▶ [INPUT MATERIAL]:
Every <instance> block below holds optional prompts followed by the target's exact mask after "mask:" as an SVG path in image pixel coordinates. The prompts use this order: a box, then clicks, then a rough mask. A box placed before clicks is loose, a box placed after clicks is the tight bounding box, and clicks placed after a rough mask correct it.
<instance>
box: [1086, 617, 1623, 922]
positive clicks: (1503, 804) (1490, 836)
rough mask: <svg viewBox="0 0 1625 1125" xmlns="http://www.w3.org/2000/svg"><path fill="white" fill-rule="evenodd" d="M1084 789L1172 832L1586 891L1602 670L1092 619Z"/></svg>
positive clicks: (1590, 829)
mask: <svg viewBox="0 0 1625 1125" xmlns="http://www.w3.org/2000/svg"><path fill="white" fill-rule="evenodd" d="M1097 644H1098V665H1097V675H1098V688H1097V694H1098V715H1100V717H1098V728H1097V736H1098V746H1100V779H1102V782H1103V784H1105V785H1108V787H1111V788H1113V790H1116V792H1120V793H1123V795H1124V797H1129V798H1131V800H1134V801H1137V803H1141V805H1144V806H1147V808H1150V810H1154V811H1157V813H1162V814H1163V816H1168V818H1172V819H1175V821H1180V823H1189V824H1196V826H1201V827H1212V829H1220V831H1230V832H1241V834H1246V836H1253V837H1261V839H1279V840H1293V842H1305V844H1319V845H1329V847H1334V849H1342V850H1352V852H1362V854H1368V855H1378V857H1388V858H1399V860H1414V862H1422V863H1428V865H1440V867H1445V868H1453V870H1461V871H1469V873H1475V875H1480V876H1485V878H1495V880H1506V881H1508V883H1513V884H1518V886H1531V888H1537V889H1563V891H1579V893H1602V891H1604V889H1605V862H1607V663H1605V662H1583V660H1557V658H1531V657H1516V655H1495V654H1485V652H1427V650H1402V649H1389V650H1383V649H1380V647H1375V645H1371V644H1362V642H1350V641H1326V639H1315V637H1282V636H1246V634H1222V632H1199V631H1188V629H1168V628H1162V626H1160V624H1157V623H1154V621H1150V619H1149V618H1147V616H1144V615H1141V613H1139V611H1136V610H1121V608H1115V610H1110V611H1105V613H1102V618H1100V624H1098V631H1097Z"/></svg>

▶ [TO-DO ITEM]: Reproduce all of the records above line for line, without altering any character.

▶ [TASK SOLUTION]:
Every <instance> block below holds optional prompts followed by the target's exact mask after "mask:" as an SVG path in image pixel coordinates. The prompts use this order: a box, then clicks, then a rough mask. A box placed before clicks is loose, a box placed after clicks is the tight bounding box, and clicks placed after a rough mask correct it.
<instance>
box: [1086, 617, 1623, 922]
positive clicks: (1503, 804) (1490, 836)
rough mask: <svg viewBox="0 0 1625 1125" xmlns="http://www.w3.org/2000/svg"><path fill="white" fill-rule="evenodd" d="M1084 789L1172 832L1586 891L1602 670L1092 619Z"/></svg>
positive clicks: (1590, 829)
mask: <svg viewBox="0 0 1625 1125" xmlns="http://www.w3.org/2000/svg"><path fill="white" fill-rule="evenodd" d="M1097 644H1098V665H1097V675H1098V688H1097V694H1098V715H1100V717H1098V728H1097V736H1098V746H1100V779H1102V782H1103V784H1105V785H1108V787H1111V788H1113V790H1116V792H1120V793H1123V795H1124V797H1129V798H1131V800H1134V801H1137V803H1141V805H1144V806H1147V808H1150V810H1154V811H1157V813H1162V814H1163V816H1168V818H1172V819H1175V821H1180V823H1189V824H1196V826H1201V827H1212V829H1220V831H1230V832H1241V834H1246V836H1253V837H1261V839H1279V840H1293V842H1305V844H1319V845H1329V847H1334V849H1342V850H1352V852H1362V854H1368V855H1378V857H1388V858H1399V860H1414V862H1422V863H1428V865H1440V867H1445V868H1453V870H1461V871H1469V873H1475V875H1480V876H1485V878H1495V880H1506V881H1508V883H1513V884H1518V886H1531V888H1537V889H1563V891H1579V893H1602V891H1604V889H1605V862H1607V663H1605V662H1583V660H1557V658H1531V657H1516V655H1495V654H1485V652H1427V650H1402V649H1389V650H1383V649H1380V647H1375V645H1371V644H1362V642H1350V641H1326V639H1315V637H1282V636H1246V634H1222V632H1199V631H1188V629H1168V628H1162V626H1160V624H1157V623H1154V621H1150V619H1149V618H1147V616H1144V615H1141V613H1139V611H1136V610H1121V608H1115V610H1110V611H1105V613H1102V618H1100V624H1098V631H1097Z"/></svg>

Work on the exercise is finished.